◆ **I tuoi compiti**
1. Cita dal brano sull'incenso il passo che va da "È un segno di" a "i riti pagani.".
2. Nel brano sull'incenso, a che cosa poteva portare il rifiuto di bruciarlo davanti all'immagine di una divinità o dell'imperatore?
3. Prosegui il brano sull'incenso partendo dopo la sua ultima frase.

Nelle esequie che significato ha?
È un segno di onore e rispetto che sale a Dio in connessione con il sacrificio della vita della persona. Ci si augura e si prega perché l’esistenza del defunto sia gradita al Signore allo stesso modo con cui l’incenso sale a Dio. «Il profumo dell’incenso è segno di quel sacrificio di lode che è la vita del giusto» spiega il rito delle esequie.
Storicamente le prime comunità cristiane guardavano con sospetto al suo uso, forse perché richiamava i riti pagani.
Non solo i riti pagani ma anche il culto dell’imperatore dove la dimensione civile assumeva anche un’impronta religiosa. Tanto più che proprio l’offerta dell’incenso poteva diventare il grande simbolo dell’apostasia, richiesta ai cristiani durante la persecuzione. Si può dire che per l’incenso si dava la vita, nella misura in cui rifiutarsi di bruciarlo davanti all’immagine di una divinità o dell’imperatore poteva portare alla condanna a morte. Quando, nel IV secolo, il cristianesimo diventa una Chiesa di massa, la religione ufficiale dell’impero, nel processo di sostituzione si registra anche un’inculturazione del segno che comincia a entrare poco per volta nella liturgia. Si discute se ciò sia avvenuto anzitutto per una funzione pratica come odorare gli ambienti o, più probabilmente, per una questione simbolica, per cui come prima avveniva per le autorità civili, ora si incensano i ministri ordinati, che hanno peraltro anche funzioni civili.

[Record del dataset]

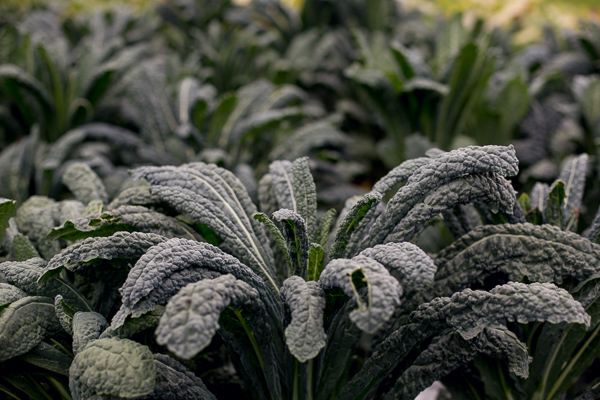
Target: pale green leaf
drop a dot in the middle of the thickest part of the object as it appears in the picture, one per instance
(117, 367)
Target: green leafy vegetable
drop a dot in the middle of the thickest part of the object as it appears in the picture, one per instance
(92, 370)
(305, 336)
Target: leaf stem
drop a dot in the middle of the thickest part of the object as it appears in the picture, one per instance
(251, 337)
(505, 387)
(550, 363)
(310, 378)
(295, 395)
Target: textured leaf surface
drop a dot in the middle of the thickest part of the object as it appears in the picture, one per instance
(415, 267)
(282, 181)
(399, 174)
(223, 190)
(469, 311)
(315, 262)
(124, 218)
(24, 274)
(304, 336)
(64, 314)
(7, 211)
(553, 213)
(175, 382)
(24, 324)
(449, 352)
(84, 183)
(383, 291)
(493, 190)
(440, 172)
(542, 253)
(81, 255)
(48, 357)
(169, 266)
(9, 294)
(278, 237)
(23, 248)
(573, 174)
(118, 367)
(87, 327)
(192, 316)
(325, 225)
(133, 326)
(350, 223)
(35, 219)
(239, 240)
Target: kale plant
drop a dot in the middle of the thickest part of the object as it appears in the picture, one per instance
(306, 308)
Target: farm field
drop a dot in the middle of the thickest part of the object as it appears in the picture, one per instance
(206, 199)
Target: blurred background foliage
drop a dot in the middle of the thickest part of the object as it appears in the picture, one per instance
(531, 15)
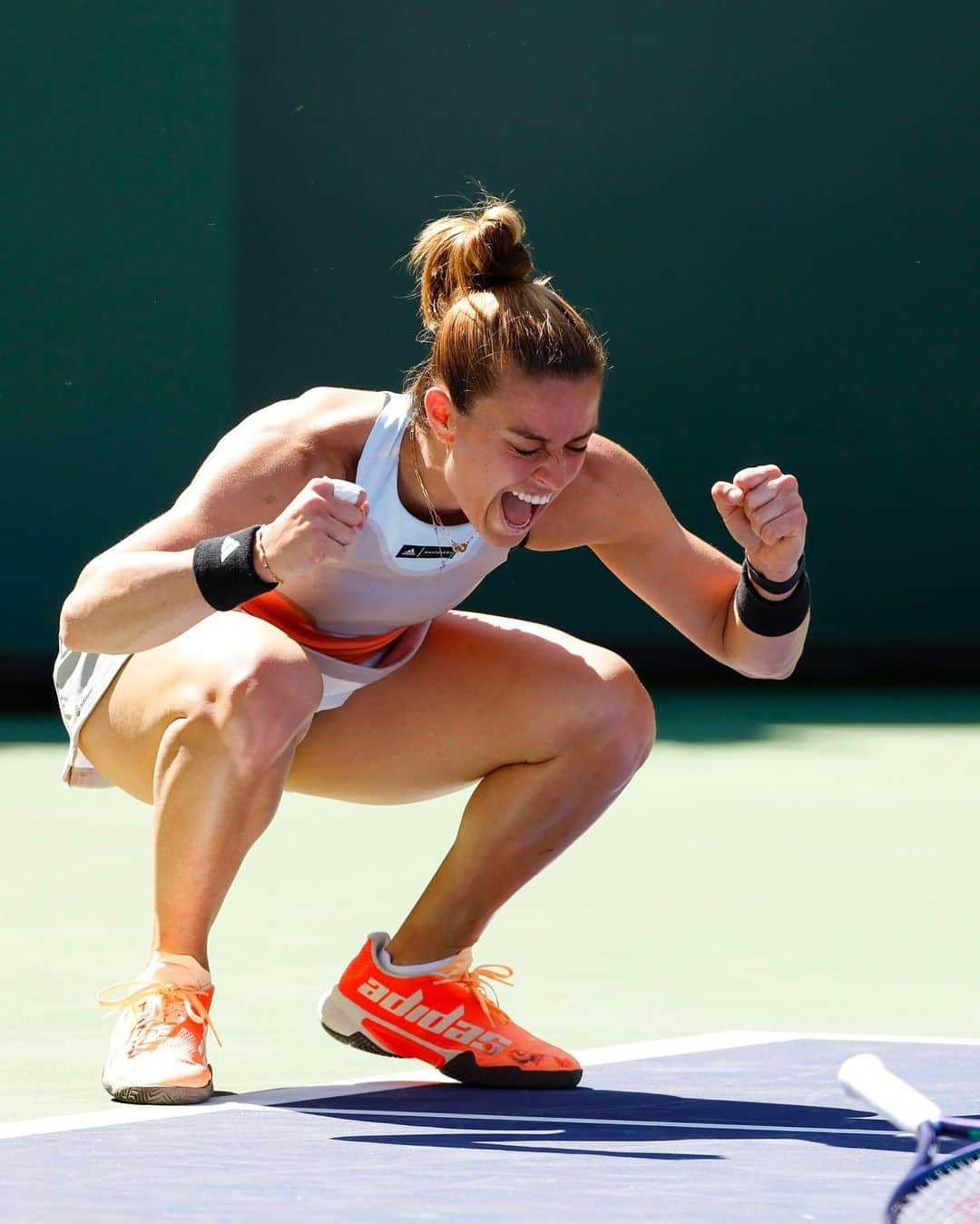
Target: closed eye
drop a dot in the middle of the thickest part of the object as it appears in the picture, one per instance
(576, 451)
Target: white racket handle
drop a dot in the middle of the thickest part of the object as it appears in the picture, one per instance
(867, 1076)
(347, 491)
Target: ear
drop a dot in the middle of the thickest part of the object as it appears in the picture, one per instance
(441, 414)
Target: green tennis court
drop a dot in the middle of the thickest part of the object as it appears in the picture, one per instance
(783, 861)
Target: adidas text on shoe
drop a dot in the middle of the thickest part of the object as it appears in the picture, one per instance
(443, 1016)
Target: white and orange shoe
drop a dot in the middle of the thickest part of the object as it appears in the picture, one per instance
(157, 1055)
(443, 1013)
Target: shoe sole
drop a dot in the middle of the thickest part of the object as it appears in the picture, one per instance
(159, 1094)
(340, 1020)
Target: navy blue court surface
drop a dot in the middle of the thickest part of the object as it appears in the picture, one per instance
(740, 1126)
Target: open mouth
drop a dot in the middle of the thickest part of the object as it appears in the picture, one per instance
(520, 509)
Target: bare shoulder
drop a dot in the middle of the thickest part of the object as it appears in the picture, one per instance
(260, 465)
(612, 494)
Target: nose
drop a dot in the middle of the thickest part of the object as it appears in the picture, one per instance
(552, 472)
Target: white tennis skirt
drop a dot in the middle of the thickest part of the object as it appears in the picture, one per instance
(81, 680)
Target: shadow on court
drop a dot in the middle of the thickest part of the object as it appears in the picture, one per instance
(550, 1121)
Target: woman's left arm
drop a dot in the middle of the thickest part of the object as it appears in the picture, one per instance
(628, 524)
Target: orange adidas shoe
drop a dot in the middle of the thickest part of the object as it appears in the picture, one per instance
(443, 1013)
(157, 1054)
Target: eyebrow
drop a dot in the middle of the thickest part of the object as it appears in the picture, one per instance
(537, 437)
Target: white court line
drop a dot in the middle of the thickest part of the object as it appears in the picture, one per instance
(667, 1047)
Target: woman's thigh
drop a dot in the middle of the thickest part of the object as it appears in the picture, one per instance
(481, 693)
(227, 660)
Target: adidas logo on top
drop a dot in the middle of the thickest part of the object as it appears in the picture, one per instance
(449, 1023)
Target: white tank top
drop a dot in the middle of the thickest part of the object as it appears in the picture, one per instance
(399, 569)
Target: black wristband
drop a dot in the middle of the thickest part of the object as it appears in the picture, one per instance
(771, 618)
(224, 571)
(772, 586)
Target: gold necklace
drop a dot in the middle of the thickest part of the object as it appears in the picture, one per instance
(437, 523)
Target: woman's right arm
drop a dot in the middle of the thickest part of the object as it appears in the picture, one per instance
(142, 592)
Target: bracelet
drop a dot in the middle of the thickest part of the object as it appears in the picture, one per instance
(769, 584)
(262, 553)
(224, 571)
(771, 618)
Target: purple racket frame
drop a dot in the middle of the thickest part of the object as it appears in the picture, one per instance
(924, 1169)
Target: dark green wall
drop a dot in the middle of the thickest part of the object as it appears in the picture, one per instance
(769, 209)
(118, 250)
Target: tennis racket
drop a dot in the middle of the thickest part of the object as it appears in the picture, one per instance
(937, 1188)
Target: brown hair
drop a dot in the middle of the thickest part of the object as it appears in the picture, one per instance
(485, 314)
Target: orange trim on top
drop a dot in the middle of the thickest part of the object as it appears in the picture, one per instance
(285, 614)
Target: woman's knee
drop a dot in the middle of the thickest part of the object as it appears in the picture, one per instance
(257, 708)
(614, 722)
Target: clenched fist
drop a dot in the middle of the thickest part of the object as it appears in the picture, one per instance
(764, 512)
(315, 529)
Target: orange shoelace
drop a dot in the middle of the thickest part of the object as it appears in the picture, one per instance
(159, 1023)
(480, 981)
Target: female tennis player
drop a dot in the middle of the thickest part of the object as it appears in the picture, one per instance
(289, 624)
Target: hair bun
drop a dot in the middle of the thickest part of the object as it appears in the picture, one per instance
(478, 249)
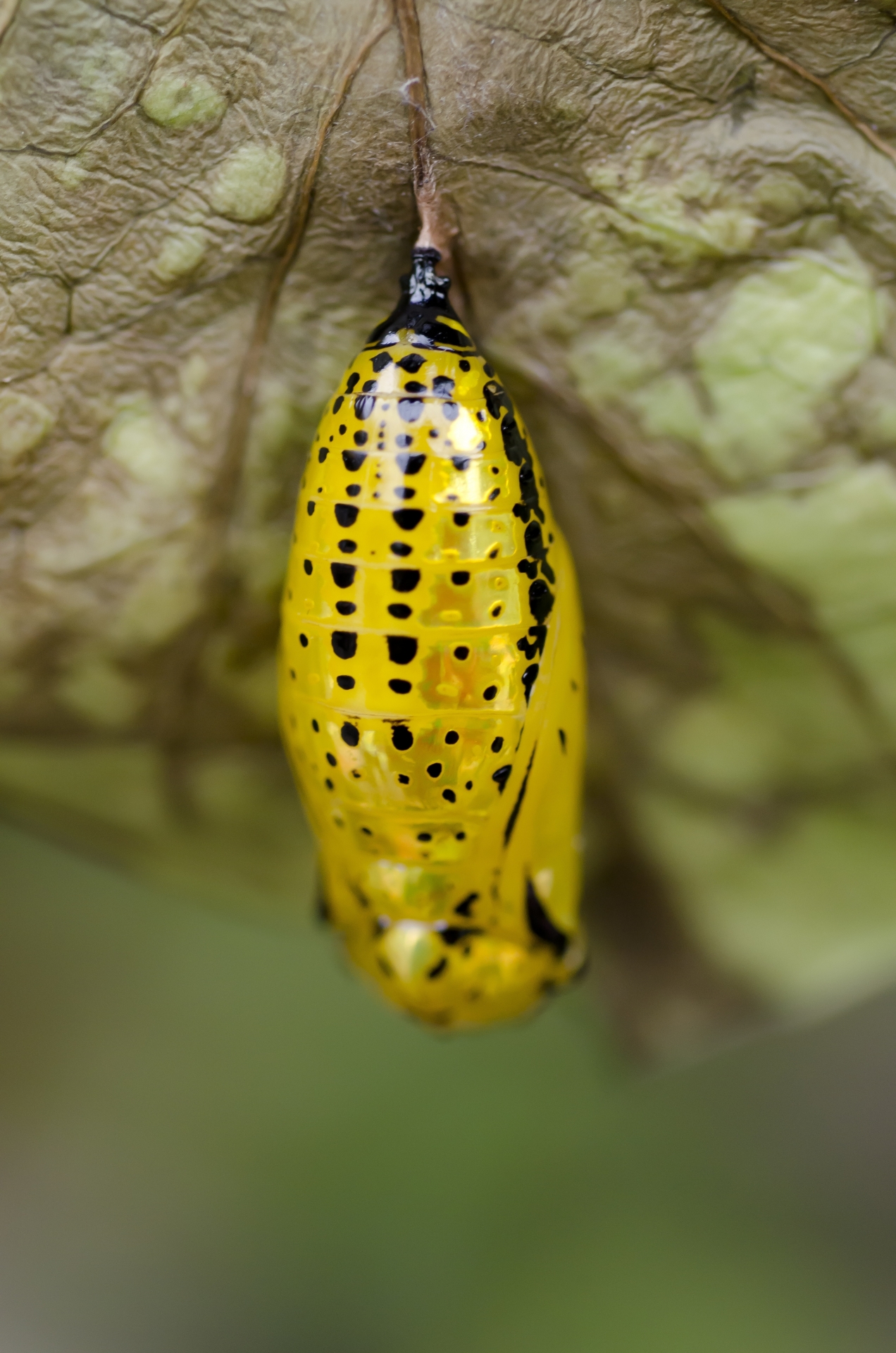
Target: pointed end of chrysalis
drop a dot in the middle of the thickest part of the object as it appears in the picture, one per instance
(425, 288)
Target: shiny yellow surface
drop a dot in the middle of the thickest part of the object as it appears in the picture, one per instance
(446, 807)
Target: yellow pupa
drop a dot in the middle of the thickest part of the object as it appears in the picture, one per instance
(432, 678)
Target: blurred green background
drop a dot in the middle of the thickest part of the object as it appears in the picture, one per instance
(216, 1139)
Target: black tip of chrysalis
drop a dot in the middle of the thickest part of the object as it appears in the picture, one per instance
(423, 285)
(423, 302)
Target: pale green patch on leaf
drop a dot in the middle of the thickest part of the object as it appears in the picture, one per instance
(777, 717)
(837, 544)
(139, 440)
(25, 423)
(249, 183)
(787, 338)
(804, 911)
(179, 99)
(180, 254)
(98, 692)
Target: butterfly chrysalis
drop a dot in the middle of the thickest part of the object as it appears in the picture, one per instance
(432, 691)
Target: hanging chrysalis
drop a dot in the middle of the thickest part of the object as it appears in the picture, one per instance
(432, 691)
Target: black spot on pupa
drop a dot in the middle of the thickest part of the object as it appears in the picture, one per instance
(343, 574)
(465, 907)
(405, 579)
(402, 648)
(540, 600)
(528, 679)
(408, 517)
(344, 643)
(540, 923)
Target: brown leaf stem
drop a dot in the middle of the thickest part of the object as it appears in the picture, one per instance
(436, 229)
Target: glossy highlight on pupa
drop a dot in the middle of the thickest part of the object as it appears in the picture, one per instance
(432, 679)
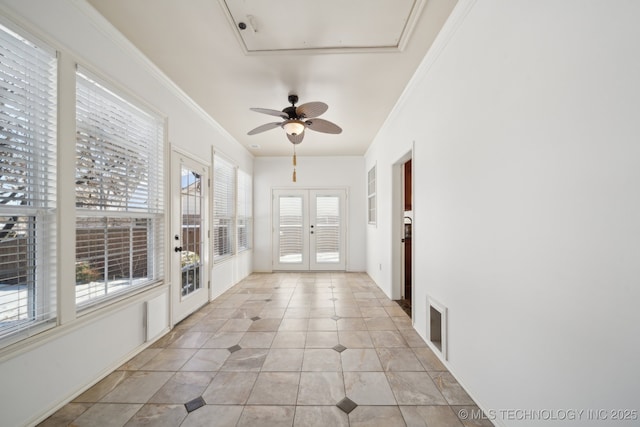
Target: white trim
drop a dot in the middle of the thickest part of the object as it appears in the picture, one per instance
(449, 29)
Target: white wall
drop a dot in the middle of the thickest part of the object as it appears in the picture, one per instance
(525, 122)
(312, 172)
(43, 372)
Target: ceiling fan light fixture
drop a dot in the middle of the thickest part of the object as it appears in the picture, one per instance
(294, 127)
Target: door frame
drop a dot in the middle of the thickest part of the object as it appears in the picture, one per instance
(308, 193)
(181, 308)
(397, 226)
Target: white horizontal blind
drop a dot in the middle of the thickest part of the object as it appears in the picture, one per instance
(327, 229)
(290, 233)
(27, 183)
(119, 193)
(224, 204)
(244, 214)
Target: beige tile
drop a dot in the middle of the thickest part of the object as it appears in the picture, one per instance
(208, 359)
(376, 416)
(183, 387)
(387, 339)
(257, 339)
(294, 324)
(451, 389)
(158, 415)
(169, 359)
(360, 359)
(399, 359)
(65, 415)
(279, 359)
(322, 324)
(373, 312)
(284, 339)
(368, 388)
(236, 325)
(103, 387)
(230, 388)
(380, 324)
(224, 340)
(245, 360)
(320, 388)
(320, 416)
(265, 325)
(355, 339)
(138, 387)
(322, 339)
(348, 311)
(430, 416)
(414, 388)
(428, 359)
(224, 415)
(107, 415)
(139, 360)
(351, 324)
(321, 360)
(275, 388)
(267, 416)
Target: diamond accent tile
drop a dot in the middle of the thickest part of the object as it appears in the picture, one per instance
(234, 348)
(347, 405)
(339, 348)
(194, 404)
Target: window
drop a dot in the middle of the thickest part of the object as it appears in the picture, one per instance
(27, 183)
(244, 218)
(371, 195)
(224, 202)
(119, 193)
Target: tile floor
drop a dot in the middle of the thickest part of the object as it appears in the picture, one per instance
(283, 349)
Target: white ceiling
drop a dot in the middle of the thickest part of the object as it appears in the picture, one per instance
(354, 55)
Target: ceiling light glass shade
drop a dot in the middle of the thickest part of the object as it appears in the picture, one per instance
(294, 127)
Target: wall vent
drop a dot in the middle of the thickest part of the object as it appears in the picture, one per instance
(437, 326)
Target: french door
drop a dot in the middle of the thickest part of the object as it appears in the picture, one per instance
(190, 207)
(309, 229)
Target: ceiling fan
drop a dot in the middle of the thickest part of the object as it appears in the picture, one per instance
(297, 119)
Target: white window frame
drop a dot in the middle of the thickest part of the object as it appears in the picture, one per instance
(224, 208)
(119, 193)
(244, 213)
(28, 161)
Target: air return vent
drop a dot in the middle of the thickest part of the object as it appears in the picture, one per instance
(437, 326)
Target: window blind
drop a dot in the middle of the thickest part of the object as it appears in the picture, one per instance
(119, 193)
(27, 183)
(224, 204)
(244, 215)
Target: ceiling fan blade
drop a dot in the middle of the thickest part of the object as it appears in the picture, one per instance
(296, 139)
(264, 127)
(270, 112)
(321, 125)
(311, 109)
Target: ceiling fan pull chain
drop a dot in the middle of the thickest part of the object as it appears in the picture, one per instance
(294, 163)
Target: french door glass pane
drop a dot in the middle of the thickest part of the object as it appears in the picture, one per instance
(327, 229)
(192, 215)
(291, 229)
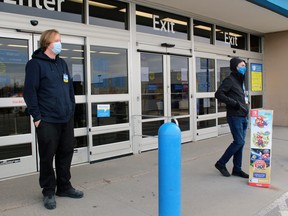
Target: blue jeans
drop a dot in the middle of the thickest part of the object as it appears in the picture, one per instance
(238, 127)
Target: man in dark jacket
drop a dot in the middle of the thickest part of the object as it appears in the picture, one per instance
(232, 93)
(49, 95)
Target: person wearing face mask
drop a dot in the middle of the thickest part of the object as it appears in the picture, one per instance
(50, 100)
(232, 93)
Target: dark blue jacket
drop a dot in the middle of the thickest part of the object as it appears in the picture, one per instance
(48, 94)
(231, 93)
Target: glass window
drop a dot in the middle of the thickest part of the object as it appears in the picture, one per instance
(231, 38)
(158, 22)
(13, 121)
(59, 10)
(151, 128)
(73, 54)
(206, 124)
(13, 59)
(179, 85)
(80, 119)
(184, 124)
(81, 141)
(256, 101)
(108, 13)
(108, 138)
(14, 151)
(152, 84)
(255, 44)
(203, 32)
(119, 113)
(109, 70)
(205, 74)
(206, 106)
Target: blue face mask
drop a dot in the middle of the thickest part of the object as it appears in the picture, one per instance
(241, 70)
(57, 47)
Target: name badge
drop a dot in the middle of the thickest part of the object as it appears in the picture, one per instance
(65, 78)
(246, 100)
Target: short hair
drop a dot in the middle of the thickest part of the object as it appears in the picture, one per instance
(45, 38)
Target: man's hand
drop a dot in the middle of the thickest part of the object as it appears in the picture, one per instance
(37, 123)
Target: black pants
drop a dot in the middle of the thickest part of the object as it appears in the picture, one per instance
(55, 139)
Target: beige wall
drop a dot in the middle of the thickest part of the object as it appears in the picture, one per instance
(276, 76)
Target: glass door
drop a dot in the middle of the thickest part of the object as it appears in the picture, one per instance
(17, 134)
(108, 99)
(206, 119)
(165, 95)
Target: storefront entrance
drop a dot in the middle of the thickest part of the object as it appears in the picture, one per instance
(165, 95)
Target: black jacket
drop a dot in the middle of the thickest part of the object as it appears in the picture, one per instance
(231, 93)
(48, 89)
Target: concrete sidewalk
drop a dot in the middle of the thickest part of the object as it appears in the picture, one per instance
(128, 186)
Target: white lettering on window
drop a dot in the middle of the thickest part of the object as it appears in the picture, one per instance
(232, 40)
(155, 22)
(48, 4)
(162, 25)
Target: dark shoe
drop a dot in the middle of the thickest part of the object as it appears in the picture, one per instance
(72, 193)
(240, 174)
(49, 202)
(222, 169)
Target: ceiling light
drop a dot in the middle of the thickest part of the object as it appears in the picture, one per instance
(109, 53)
(207, 28)
(16, 45)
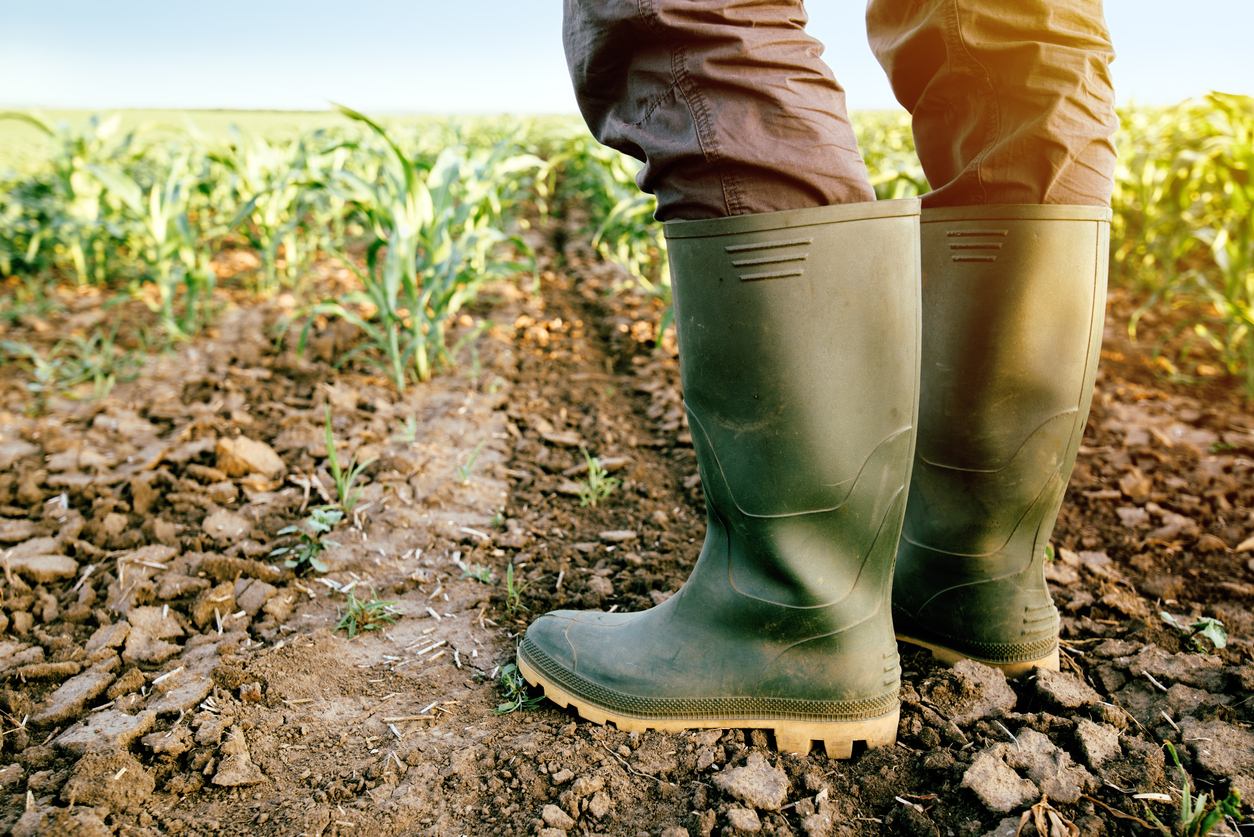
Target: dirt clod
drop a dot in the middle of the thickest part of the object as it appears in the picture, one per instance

◆ **Risposte ai compiti**
1.
È un segno di onore e rispetto che sale a Dio in connessione con il sacrificio della vita della persona. Ci si augura e si prega perché l’esistenza del defunto sia gradita al Signore allo stesso modo con cui l’incenso sale a Dio. «Il profumo dell’incenso è segno di quel sacrificio di lode che è la vita del giusto» spiega il rito delle esequie.
Storicamente le prime comunità cristiane guardavano con sospetto al suo uso, forse perché richiamava i riti pagani.

2. Poteva portare alla condanna a morte.

3.
L’incenso viene utilizzato pressoché in tutte le religioni.
Certamente. Dall’Egitto pre israelitico alla religione d’Israele, a tutte le fedi del Mediterraneo e poi dell’America Latina o dell’India, è un segno che possiamo definire universale, che si accompagna a funzioni sacrificali, al grande tema del sacrificio, che rappresenta il “gesto” per eccellenza di ogni religione.
Siamo partiti dal rischio di una ridotta disponibilità della materia prima. Ma dobbiamo essere preoccupati?
Non ho competenze specifiche circa le aziende produttrici ma oggi esistono ambienti come l’Africa che riescono a ottenere incensi di qualità. E certamente in un tempo nel quale si ha la capacità di mescolare i materiali e usarne di nuovi per trasformare gli elementi, si possono immaginare strategie per trovare qualità senza ricorrere alle resine preziose dell’Oriente.
Una sfida anche culturale, mi sembra di capire.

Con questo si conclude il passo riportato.